**TO DO**.
Reproduce the entries exactly as they appear below.

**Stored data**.

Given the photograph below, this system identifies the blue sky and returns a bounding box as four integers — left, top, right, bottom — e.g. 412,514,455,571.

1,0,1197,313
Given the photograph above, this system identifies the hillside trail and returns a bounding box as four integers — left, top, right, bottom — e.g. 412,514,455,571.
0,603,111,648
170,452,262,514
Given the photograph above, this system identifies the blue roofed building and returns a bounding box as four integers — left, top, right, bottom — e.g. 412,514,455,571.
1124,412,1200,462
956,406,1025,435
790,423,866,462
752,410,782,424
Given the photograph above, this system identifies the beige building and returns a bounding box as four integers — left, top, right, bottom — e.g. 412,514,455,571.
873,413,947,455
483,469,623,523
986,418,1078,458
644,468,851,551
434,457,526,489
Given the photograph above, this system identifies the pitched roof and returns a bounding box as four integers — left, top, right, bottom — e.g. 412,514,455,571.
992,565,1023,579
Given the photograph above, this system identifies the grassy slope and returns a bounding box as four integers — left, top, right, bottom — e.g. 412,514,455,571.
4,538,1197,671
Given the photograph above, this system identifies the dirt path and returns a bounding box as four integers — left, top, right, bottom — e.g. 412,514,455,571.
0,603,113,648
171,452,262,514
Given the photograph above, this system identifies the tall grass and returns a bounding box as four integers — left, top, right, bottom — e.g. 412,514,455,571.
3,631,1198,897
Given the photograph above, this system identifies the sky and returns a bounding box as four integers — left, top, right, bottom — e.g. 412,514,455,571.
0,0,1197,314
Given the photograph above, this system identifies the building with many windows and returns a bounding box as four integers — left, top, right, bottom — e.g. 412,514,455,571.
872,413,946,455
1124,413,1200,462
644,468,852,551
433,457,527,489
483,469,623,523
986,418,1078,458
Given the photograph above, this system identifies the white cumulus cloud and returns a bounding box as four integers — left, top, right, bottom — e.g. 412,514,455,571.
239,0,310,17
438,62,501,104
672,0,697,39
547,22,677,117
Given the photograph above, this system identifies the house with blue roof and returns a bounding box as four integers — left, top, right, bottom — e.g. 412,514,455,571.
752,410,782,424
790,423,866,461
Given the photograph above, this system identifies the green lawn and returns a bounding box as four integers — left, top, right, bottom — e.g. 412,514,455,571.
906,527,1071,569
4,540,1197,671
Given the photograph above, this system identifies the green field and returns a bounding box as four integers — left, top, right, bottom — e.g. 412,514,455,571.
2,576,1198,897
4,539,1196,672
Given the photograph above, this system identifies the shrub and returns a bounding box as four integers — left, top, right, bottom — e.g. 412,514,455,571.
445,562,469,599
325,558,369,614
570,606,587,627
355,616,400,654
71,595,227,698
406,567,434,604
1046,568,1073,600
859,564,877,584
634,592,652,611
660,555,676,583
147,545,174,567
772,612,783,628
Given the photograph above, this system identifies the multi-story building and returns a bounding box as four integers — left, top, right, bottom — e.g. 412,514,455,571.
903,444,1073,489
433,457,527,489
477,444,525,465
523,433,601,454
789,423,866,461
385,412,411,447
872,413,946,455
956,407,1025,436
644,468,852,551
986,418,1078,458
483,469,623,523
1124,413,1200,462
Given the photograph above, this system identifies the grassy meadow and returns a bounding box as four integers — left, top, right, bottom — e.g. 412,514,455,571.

**ANSWER TO THE EXERCISE**.
Given the photograph below, this system identifies the blue sky and returns a bounding box as four integers — left, top, right, bottom — e.g. 412,514,455,571.

1,0,1197,313
Given the photograph above, this system identifies the hillside trail and returns a bounding box as four integers — left, top, right, bottom — e.g. 412,514,455,571.
0,603,111,648
170,452,262,514
Given the photograph above, this system identifies the blue roofed building and returns a bounding box as four integers — left, top, right, bottom — e.g. 412,514,455,571.
1124,412,1200,462
956,406,1025,435
790,423,866,462
752,410,782,424
Given the photograph above, this system identifies the beige building and returns a bounding box as four integers — left, top, right, bottom — e.g. 412,514,455,571.
873,413,947,455
483,469,623,523
986,418,1078,458
644,468,851,551
434,457,526,489
Given the photograph above, this system identifies the pitched roof and returns a bounding box as four integers — left, top, right, bottom — e.g. 412,514,455,571.
992,565,1023,579
Given the photograph above, this system identifies the grassy slope and returns a bounding box as four integers — left, top, right, bottom — e.g. 412,514,455,571.
4,538,1197,671
Given the photograph above, this system identifies the dirt path and returns a bounding box as four integers — left, top, right, bottom — e.g. 412,514,455,571.
0,603,113,648
171,452,262,514
Given the photograph above, this system identifies the tall grass and returns a bounding box as four integers — left, top, right, bottom — e.g. 412,514,455,571.
3,631,1198,897
Given the photograph above, this system identifies the sky and returns a bounding box as four integers — left, top, right, bottom — e.g. 412,514,455,571.
0,0,1197,314
Given the photograph above, this system identifies the building with many windows and returns a bounding box as four integers — left, top, right, bottom — e.g. 412,514,455,571.
872,413,946,455
1124,413,1200,462
644,468,852,551
433,457,527,489
483,469,623,523
986,418,1078,458
Given the photograph above, this system identifies the white cumulus cloud and returns a bounding box as four integers — left, top, right, bottom — e.g. 412,514,455,571.
239,0,310,17
438,62,501,104
672,0,697,39
547,22,677,117
Given the photograph above, this system identifies the house with blue roof and returns a bounding box as four integers — left, top, right, bottom — e.g. 412,514,455,571.
752,410,782,424
790,423,866,461
Given the photograph above, this system identifies the green lawn and returns a bounding box as four integers — left, top, right, bottom — e.g. 412,514,455,571.
906,527,1071,569
4,540,1197,671
Given the photograph above, this system identifies the green field and returns a bounding box as four integers — left, top, right, bottom — e.g. 412,514,455,571.
2,576,1198,897
4,539,1196,672
Given the photograph above, this system identifies the shrub and returns a bounding box as four integers — left, top, right, bottom — e.g. 412,514,455,571.
445,562,469,599
325,558,369,614
570,606,587,627
355,616,400,654
71,595,227,698
406,567,434,604
1046,568,1073,600
859,564,877,584
634,592,652,611
660,555,676,583
147,545,174,567
772,612,783,628
Given the photograph above, this system identifies the multi-story building and returns a bounding box as four integers — left, top, right, bottom — e.g. 412,514,455,571.
903,444,1073,489
433,457,527,489
477,444,525,465
523,433,601,454
789,423,866,461
385,412,411,447
872,413,946,455
956,407,1025,436
644,468,852,551
986,418,1078,458
483,469,623,523
1124,413,1200,462
Given the photograph above, this system identifies the grassy meadow and returns a bounding box as four integers — left, top, right, bottom — e.g. 412,514,455,571.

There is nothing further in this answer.